#### GOAL
Can you copy out, word for word, the lines of the listing below, starting at the line that contains "Given the above image, your assignment is to detect dry" and ending at the line that contains "[52,49,286,257]"?
── DATA TO PROCESS ──
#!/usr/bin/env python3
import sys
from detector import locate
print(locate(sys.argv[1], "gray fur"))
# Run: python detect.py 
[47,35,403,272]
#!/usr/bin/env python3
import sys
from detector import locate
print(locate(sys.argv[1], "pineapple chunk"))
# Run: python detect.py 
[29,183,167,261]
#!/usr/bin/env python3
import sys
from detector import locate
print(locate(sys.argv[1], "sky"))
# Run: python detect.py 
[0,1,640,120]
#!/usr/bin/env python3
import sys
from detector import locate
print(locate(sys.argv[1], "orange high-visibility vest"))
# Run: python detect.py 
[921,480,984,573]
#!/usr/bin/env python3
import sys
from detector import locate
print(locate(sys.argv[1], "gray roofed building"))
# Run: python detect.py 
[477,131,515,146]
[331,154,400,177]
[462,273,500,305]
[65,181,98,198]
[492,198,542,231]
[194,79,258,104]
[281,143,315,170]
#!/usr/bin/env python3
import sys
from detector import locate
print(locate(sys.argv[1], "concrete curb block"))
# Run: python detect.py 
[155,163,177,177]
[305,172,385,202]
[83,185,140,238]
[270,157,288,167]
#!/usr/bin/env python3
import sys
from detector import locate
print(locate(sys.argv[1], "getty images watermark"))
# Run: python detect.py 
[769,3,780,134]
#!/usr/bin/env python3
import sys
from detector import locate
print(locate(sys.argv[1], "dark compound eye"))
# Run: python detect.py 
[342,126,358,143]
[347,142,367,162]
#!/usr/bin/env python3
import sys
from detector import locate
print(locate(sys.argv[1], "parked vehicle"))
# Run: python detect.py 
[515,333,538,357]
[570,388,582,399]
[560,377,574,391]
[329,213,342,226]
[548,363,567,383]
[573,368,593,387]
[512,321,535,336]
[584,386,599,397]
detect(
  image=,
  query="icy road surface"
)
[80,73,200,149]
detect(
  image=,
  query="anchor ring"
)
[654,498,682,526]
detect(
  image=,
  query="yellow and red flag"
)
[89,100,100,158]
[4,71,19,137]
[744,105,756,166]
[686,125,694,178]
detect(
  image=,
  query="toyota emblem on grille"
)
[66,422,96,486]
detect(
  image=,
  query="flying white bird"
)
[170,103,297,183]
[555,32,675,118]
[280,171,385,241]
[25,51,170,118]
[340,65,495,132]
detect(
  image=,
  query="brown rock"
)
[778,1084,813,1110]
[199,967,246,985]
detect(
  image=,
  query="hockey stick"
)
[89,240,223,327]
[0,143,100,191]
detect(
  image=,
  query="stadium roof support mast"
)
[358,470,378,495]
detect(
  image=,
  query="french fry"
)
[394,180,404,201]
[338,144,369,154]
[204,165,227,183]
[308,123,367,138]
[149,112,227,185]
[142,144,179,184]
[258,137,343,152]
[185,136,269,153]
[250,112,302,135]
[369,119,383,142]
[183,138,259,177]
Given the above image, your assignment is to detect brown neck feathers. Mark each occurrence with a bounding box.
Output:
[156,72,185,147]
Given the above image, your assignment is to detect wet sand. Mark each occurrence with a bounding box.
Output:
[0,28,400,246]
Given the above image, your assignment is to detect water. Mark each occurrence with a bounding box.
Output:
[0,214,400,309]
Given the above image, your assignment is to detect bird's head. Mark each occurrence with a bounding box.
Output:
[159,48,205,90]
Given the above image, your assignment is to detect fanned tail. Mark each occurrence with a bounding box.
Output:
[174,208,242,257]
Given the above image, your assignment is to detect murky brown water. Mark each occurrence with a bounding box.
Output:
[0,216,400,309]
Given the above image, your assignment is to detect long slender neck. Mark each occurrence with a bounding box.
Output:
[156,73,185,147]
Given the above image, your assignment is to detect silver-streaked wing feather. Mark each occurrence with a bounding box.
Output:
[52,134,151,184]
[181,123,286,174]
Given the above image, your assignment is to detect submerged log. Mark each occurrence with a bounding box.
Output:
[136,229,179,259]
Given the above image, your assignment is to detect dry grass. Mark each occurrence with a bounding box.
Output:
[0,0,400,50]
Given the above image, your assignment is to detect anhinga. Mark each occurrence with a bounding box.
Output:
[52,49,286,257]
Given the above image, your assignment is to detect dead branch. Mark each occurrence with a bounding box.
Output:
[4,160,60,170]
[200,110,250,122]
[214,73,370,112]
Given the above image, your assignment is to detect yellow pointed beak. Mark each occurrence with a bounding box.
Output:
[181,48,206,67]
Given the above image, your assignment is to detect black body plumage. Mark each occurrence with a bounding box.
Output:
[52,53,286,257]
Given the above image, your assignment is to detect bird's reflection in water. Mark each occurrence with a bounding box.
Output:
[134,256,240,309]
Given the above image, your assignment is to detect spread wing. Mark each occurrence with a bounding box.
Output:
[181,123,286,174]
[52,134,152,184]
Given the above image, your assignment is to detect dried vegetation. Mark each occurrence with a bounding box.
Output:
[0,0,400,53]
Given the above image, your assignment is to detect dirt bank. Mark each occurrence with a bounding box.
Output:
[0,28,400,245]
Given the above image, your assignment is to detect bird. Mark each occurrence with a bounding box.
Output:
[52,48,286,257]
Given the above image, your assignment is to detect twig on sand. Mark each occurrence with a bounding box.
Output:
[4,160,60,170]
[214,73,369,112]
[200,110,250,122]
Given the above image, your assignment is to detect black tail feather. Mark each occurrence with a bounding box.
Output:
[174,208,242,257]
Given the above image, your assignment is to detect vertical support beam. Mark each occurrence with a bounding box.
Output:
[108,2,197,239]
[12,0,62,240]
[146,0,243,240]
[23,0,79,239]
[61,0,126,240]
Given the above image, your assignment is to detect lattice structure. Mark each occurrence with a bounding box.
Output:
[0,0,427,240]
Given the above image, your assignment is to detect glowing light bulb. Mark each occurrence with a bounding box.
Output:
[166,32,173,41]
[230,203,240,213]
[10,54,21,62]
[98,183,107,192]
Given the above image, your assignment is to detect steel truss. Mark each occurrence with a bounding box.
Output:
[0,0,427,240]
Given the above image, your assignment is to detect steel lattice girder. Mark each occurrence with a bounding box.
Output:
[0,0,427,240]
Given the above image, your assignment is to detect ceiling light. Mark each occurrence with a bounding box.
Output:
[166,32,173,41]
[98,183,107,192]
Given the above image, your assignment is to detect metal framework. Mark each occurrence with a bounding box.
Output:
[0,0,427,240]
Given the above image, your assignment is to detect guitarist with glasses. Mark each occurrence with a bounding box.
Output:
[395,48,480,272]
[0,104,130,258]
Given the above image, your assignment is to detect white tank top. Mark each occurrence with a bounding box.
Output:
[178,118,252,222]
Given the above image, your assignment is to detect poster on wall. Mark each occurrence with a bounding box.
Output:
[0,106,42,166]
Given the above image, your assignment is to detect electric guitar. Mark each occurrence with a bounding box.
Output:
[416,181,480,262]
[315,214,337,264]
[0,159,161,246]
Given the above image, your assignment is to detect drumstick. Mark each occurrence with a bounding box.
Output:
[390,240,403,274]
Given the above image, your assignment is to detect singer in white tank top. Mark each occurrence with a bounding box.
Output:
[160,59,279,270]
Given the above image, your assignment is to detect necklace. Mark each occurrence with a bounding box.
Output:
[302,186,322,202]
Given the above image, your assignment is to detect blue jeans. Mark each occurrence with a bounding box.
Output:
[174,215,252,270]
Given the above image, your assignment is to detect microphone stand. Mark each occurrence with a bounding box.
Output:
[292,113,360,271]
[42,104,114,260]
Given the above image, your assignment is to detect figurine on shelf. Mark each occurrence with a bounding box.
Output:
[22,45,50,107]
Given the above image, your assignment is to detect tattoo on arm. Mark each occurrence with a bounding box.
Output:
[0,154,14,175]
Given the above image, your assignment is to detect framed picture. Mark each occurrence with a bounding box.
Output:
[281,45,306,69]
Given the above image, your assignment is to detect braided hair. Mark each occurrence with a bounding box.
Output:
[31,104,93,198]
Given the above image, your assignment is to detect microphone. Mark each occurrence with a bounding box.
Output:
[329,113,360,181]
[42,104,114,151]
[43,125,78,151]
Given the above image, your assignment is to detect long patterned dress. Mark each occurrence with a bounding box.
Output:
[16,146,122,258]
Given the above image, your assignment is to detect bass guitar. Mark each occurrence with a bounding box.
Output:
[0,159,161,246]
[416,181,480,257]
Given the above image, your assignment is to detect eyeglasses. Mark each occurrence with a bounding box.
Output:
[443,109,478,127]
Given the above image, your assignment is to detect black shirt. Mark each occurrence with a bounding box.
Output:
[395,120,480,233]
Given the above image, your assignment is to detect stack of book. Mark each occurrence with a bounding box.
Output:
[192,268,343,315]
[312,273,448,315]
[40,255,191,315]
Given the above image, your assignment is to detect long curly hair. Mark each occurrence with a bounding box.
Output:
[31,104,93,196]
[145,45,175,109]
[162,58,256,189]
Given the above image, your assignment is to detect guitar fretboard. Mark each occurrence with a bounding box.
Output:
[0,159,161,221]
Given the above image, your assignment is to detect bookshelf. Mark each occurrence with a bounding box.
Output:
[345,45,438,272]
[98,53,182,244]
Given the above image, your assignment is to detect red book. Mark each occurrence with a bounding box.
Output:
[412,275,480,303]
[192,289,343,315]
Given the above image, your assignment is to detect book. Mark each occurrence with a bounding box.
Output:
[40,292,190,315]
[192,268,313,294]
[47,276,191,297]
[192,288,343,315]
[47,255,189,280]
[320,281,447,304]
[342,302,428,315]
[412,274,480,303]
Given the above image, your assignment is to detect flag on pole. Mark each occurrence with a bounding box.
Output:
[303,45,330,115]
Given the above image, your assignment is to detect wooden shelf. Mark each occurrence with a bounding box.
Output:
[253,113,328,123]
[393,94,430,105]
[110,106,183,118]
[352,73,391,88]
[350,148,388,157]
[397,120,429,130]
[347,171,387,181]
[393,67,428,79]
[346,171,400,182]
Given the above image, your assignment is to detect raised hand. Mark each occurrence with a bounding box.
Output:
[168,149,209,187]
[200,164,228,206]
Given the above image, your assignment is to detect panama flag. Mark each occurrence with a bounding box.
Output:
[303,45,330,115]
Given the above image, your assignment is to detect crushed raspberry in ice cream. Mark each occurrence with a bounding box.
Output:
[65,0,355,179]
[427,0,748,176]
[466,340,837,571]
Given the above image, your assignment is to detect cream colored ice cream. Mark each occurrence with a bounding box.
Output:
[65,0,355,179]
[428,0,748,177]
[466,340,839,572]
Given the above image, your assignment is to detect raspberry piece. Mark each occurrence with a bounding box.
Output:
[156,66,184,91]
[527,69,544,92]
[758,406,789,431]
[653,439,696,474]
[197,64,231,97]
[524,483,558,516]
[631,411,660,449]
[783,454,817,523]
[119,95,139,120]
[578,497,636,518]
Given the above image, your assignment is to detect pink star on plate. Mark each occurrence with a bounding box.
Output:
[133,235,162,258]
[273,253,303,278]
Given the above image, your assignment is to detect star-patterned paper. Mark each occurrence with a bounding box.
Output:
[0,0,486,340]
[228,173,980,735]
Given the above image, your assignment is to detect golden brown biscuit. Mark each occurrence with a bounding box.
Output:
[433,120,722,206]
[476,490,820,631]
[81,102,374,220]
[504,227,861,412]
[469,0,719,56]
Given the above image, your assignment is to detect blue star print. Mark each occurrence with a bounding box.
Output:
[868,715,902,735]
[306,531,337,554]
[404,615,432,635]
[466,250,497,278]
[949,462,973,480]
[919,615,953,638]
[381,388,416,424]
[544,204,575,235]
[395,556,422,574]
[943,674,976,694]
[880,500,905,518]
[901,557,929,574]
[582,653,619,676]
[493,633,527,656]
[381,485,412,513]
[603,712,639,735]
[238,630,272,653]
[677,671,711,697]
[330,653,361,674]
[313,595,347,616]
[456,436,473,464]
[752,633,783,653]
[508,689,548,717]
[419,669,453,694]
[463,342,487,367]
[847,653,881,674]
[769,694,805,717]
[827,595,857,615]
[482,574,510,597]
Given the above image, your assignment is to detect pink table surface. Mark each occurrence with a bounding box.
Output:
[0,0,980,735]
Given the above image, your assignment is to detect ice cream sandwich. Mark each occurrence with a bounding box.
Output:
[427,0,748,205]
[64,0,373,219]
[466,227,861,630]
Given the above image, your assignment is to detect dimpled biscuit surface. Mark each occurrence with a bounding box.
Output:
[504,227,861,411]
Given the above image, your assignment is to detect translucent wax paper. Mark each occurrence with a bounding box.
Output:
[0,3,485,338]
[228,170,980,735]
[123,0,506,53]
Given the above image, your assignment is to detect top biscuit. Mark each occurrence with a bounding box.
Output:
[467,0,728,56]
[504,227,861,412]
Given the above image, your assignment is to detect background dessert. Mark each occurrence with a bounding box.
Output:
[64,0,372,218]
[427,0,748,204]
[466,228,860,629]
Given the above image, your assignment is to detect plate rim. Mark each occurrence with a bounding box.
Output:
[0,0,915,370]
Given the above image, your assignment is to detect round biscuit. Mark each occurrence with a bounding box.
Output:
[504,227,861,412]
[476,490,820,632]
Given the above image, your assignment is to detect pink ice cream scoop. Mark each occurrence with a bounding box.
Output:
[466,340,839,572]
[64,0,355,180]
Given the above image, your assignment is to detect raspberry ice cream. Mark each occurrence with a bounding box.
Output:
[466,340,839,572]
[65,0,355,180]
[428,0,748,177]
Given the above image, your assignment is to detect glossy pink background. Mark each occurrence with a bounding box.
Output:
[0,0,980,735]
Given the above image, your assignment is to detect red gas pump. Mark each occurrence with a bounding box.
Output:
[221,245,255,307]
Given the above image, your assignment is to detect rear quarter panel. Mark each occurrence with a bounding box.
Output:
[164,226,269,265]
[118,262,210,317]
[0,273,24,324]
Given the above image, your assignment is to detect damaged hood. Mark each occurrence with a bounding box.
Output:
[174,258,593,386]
───
#### CORRECT RESULT
Given the above image, your assignment is to detect dry grass. Mark each occurrence with a bounding box.
Output:
[0,0,400,50]
Given the above image, your assignment is to detect anhinga. Mark each occurrence with a bounding box.
Output:
[52,49,286,257]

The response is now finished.